BRIEF A
According to the passage on Acacia gelasina, what color are the flowers in its spherical heads?
BRIEF B
From the passage on Acacia gelasina, extract word for word the part that opens with the words containing "Species of legume" and closes with "over the seeds.".

PASSAGE
----------

Scientific classification
- Kingdom: Plantae
- Clade: Tracheophytes
- Clade: Angiosperms
- Clade: Eudicots
- Clade: Rosids
- Order: Fabales
- Family: Fabaceae
- Subfamily: Caesalpinioideae
- Clade: Mimosoid clade
- Genus: Acacia
- Species: A. gelasina
- Binomial name: Acacia gelasina Maslin
- Synonyms: Racosperma gelasinum (Maslin) Pedley

= Acacia gelasina =

- Genus: Acacia
- Species: gelasina
- Authority: Maslin
- Conservation status: P2
- Synonyms: Racosperma gelasinum (Maslin) Pedley

Species of legume

Acacia gelasina is a species of flowering plant in the family Fabaceae and is endemic to the west of Western Australia. It is a dense, spreading, glabrous shrub with erect, lance-shaped phyllodes with the narrower end towards the base, spherical heads of pale yellow flowers and firmly papery to thinly leathery pods, rounded over the seeds.

----------

RECORDS
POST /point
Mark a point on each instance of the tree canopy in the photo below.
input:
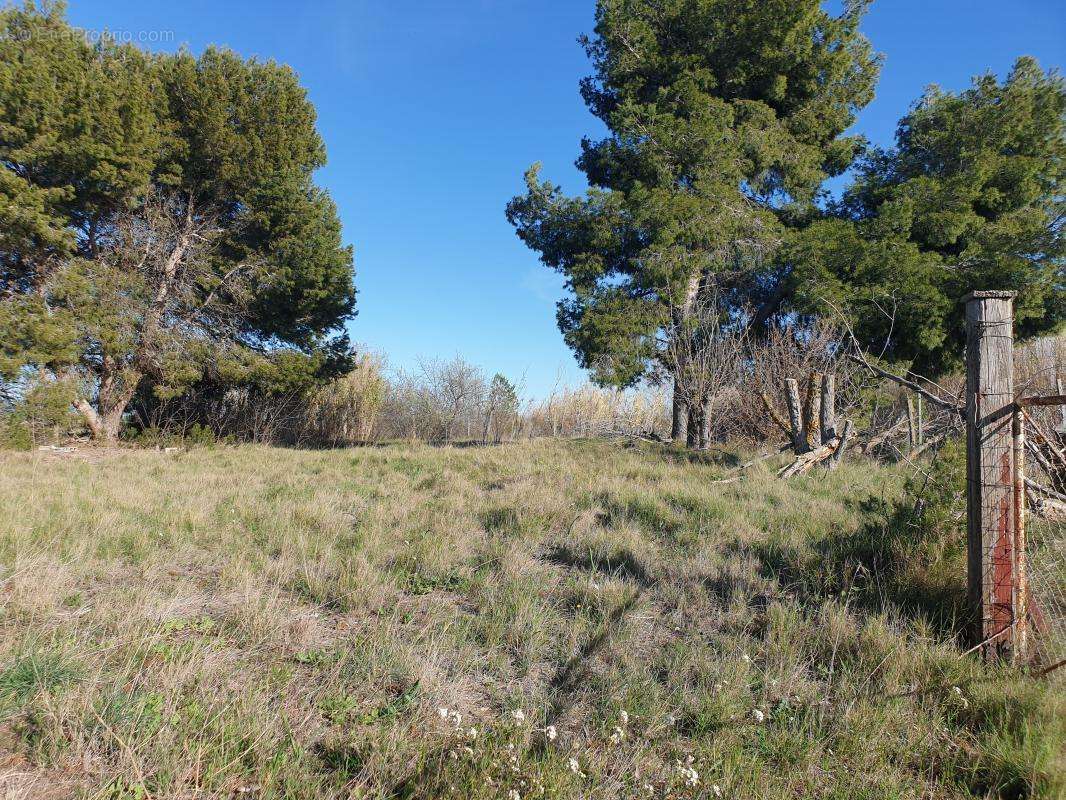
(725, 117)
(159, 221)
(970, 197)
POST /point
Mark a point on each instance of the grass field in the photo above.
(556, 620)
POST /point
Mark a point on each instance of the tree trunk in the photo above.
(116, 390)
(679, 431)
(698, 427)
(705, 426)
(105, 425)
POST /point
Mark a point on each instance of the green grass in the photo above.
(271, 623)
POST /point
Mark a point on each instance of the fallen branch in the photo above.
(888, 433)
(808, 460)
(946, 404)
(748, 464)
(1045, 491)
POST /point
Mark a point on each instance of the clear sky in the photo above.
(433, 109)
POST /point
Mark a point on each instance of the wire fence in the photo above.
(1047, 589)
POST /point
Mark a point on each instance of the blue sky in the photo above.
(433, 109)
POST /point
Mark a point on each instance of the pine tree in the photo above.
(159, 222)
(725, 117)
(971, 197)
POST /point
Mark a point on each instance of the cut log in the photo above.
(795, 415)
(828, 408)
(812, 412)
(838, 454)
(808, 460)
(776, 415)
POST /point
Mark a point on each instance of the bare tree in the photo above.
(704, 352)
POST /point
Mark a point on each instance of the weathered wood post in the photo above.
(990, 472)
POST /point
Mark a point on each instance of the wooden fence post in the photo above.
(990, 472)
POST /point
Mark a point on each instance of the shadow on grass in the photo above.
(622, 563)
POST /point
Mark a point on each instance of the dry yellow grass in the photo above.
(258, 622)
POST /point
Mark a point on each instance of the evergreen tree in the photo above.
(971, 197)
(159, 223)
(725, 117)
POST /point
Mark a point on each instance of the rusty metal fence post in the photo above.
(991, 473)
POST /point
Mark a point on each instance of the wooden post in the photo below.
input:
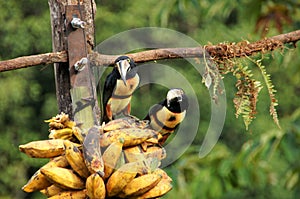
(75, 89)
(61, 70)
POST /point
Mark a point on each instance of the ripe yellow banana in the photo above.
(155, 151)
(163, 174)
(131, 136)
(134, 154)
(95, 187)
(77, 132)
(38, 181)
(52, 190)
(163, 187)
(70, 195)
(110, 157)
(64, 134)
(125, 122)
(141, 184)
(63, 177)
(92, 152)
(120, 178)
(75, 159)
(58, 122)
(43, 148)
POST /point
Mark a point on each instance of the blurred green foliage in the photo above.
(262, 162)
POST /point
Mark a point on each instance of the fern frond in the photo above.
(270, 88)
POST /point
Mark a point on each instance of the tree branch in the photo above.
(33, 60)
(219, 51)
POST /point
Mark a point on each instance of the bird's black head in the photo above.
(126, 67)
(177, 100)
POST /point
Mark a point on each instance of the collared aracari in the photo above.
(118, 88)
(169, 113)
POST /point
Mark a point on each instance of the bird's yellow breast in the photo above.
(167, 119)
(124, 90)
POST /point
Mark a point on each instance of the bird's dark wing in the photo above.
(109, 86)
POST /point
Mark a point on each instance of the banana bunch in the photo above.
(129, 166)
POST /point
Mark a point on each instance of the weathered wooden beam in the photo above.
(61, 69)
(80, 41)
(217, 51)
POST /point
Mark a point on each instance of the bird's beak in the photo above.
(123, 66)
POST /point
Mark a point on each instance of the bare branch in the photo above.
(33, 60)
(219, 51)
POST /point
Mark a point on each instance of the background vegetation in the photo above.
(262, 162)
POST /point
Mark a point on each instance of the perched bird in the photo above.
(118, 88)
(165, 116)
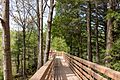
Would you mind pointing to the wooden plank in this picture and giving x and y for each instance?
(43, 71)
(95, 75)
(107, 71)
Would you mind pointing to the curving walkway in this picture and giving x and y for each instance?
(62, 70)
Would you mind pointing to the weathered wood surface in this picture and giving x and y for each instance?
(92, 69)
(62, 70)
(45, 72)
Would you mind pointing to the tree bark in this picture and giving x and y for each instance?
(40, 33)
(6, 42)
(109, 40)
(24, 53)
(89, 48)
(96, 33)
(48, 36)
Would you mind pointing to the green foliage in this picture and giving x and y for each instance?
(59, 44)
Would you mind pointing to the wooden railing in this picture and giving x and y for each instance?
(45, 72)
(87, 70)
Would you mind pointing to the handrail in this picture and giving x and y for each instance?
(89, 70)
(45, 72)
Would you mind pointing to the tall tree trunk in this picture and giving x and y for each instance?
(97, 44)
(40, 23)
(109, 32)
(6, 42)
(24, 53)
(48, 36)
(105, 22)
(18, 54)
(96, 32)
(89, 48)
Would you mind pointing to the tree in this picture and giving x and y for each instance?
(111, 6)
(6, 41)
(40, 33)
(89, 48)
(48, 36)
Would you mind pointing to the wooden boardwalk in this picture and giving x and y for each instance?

----------

RESPONSE A
Pale yellow.

RESPONSE B
Species of legume

Acacia gelasina is a species of flowering plant in the family Fabaceae and is endemic to the west of Western Australia. It is a dense, spreading, glabrous shrub with erect, lance-shaped phyllodes with the narrower end towards the base, spherical heads of pale yellow flowers and firmly papery to thinly leathery pods, rounded over the seeds.